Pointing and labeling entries
========================================================================

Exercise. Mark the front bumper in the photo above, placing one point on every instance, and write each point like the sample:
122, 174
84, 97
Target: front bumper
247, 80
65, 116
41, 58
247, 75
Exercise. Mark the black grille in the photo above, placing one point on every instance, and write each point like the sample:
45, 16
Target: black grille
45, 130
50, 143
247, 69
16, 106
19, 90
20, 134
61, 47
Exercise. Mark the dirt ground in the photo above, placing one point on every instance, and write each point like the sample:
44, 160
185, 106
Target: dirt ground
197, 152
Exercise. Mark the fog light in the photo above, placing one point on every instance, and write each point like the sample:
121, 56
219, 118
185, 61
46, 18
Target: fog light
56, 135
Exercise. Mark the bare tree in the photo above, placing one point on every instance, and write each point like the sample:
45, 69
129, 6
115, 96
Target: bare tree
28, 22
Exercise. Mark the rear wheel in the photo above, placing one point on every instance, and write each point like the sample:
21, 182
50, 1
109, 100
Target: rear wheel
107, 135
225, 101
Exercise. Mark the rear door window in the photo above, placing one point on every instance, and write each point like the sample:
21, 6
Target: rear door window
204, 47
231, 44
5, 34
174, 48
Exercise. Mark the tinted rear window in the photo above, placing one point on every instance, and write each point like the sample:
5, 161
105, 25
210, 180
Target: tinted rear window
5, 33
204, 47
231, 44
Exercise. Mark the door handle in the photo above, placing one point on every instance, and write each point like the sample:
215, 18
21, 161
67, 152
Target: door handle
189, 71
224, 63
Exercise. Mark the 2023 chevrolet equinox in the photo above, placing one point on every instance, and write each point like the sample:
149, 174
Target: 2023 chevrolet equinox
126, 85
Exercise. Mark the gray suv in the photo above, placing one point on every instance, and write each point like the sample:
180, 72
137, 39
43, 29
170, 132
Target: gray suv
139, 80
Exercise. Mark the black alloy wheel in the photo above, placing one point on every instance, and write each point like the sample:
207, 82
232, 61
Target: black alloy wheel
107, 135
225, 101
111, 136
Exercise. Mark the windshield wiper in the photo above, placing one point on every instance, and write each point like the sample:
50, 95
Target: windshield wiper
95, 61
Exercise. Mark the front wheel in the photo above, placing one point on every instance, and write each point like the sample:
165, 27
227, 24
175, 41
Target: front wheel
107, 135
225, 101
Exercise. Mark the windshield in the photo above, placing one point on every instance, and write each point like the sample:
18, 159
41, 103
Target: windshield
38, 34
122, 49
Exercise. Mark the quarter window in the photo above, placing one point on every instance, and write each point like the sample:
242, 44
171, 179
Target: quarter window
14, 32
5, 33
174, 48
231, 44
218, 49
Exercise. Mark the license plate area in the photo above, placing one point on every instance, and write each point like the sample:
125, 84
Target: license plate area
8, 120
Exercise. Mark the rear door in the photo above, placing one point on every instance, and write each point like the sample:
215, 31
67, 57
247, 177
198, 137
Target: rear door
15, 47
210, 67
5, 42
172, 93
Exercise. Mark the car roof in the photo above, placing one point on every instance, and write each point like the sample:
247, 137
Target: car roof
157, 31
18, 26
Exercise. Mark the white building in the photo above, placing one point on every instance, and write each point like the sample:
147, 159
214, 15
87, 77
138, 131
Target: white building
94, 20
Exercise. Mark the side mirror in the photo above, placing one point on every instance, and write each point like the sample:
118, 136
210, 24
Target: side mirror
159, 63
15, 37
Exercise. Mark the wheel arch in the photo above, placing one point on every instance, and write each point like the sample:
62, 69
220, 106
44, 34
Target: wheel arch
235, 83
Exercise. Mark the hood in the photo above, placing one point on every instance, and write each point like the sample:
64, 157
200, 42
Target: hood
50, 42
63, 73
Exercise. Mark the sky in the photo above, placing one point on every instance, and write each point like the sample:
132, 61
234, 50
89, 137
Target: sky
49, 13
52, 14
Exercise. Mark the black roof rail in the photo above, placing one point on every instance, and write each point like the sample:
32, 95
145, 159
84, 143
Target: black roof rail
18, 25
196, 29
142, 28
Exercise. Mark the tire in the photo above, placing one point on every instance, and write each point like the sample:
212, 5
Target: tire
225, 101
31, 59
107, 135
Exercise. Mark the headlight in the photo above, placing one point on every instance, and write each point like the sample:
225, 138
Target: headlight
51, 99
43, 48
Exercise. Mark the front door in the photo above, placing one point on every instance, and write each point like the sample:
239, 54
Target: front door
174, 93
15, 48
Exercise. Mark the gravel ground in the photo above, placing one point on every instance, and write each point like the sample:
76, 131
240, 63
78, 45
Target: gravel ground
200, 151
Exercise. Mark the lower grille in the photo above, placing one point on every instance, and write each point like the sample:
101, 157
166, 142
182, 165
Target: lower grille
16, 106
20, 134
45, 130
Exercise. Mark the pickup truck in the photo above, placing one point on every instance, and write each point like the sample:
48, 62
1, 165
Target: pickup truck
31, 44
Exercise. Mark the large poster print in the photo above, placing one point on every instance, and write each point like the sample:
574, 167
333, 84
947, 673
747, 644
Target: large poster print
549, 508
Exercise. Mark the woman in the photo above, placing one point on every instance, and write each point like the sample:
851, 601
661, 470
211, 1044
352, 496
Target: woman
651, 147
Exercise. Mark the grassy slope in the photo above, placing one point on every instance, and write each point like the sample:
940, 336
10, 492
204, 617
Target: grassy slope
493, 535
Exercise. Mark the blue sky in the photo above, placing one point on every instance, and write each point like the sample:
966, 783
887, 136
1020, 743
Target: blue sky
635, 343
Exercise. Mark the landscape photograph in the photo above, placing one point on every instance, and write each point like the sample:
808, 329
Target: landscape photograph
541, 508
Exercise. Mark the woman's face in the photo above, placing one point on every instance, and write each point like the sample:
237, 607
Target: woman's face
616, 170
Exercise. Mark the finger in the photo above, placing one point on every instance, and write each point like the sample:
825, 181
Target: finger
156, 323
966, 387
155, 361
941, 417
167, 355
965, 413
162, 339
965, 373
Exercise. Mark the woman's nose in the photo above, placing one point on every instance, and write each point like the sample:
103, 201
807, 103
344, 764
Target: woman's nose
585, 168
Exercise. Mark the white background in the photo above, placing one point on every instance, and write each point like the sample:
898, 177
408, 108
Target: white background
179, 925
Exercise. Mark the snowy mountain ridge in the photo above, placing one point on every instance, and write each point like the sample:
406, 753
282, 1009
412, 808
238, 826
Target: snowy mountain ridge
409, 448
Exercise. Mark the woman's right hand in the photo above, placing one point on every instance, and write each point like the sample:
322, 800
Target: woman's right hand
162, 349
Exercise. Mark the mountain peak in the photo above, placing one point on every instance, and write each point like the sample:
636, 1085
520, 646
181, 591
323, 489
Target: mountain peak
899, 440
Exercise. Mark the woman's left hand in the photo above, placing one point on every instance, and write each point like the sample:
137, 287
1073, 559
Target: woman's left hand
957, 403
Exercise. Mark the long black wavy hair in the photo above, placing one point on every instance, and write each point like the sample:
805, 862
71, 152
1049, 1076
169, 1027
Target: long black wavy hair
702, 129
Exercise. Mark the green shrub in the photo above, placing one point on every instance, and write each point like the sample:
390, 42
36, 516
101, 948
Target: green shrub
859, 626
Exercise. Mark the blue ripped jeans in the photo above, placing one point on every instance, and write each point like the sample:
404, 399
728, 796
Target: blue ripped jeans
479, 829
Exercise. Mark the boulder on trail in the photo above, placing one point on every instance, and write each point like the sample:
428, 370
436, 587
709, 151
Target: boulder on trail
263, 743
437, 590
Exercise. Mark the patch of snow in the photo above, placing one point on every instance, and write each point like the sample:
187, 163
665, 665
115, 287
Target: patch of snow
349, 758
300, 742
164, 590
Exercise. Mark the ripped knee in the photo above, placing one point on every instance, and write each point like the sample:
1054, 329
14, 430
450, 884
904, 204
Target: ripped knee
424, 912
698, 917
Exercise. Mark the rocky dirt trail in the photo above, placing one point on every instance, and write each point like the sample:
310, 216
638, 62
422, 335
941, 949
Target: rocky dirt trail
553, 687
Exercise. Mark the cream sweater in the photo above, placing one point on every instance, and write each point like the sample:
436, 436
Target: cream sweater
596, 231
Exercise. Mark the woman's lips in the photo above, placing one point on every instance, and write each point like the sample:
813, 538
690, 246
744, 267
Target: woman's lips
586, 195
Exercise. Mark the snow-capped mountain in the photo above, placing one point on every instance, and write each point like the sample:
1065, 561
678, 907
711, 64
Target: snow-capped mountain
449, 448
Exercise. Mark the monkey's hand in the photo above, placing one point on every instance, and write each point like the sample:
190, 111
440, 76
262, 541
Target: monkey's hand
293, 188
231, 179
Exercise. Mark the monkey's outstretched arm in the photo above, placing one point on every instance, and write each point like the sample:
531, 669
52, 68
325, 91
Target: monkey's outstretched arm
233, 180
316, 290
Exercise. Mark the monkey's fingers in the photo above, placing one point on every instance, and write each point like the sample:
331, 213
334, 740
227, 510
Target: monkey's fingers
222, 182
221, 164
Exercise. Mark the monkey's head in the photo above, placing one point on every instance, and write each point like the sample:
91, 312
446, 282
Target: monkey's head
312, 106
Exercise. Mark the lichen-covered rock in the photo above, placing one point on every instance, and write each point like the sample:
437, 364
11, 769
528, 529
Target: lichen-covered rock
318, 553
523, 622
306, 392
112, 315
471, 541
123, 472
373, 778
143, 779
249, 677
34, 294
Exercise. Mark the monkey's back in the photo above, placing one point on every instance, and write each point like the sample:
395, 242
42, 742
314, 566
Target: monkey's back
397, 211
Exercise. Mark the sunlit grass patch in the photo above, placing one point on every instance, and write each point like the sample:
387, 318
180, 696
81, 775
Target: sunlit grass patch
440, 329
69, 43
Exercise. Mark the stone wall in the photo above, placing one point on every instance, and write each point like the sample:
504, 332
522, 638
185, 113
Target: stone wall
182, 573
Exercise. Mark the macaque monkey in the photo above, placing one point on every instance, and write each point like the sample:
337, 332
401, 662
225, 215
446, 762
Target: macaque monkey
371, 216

========================================================================

Task to carry out:
Locate the line that contains "Exercise. Mark the snow-capped". Repeat it and every line after it, up to and including the final line, exactly.

The output:
Exercise. Mark the snow-capped mountain in the photo above, placing one point on every instance, and write each point like the sample:
1065, 561
678, 907
711, 64
Target: snow-capped mountain
449, 448
Exercise. Mark the monkey's hand in the photo above, placing one point on every instance, and write each point like the sample:
190, 111
440, 76
262, 541
Target: monkey's hand
293, 188
231, 179
Exercise. Mark the monkey's outstretched arm in the photo above, placing one point on every instance, and write each point like the sample:
531, 669
52, 68
325, 91
Target: monkey's outstretched arm
233, 180
316, 290
Exercise. Mark the monkey's fingers in the photo above, placing one point on every instance, and write each point like the sample:
331, 213
334, 740
227, 510
Target: monkey's fingers
222, 182
221, 164
Exercise. Mark the monkey's head in the photo above, placing one point on every instance, and write each point like the sample:
91, 312
446, 282
Target: monkey's head
312, 106
Exercise. Mark the lichen-covered rock in the photo above, placing one point on every instance, and write each point like the sample:
437, 364
11, 769
528, 529
Target: lichen-covered rock
318, 553
523, 622
306, 392
112, 315
471, 541
123, 472
373, 778
143, 779
249, 677
34, 294
Exercise. Mark the monkey's back in the photo above, placing one point on every instance, and write each point like the sample:
395, 242
42, 742
314, 566
Target: monkey's back
397, 211
Exercise. Mark the sunlit grass patch in the photo above, placing one point on every instance, and write each point like the sample:
387, 318
180, 696
81, 775
Target: sunlit grass patch
440, 329
69, 43
Exercise. Mark the stone wall in the photo above, placing one point on every instance, and write each point like the sample:
504, 332
522, 638
185, 113
Target: stone wall
182, 573
Exercise. Mark the macaque monkey in the photo above, placing one point on every instance, and write each point like the sample:
337, 332
401, 662
225, 215
446, 762
Target: macaque monkey
371, 216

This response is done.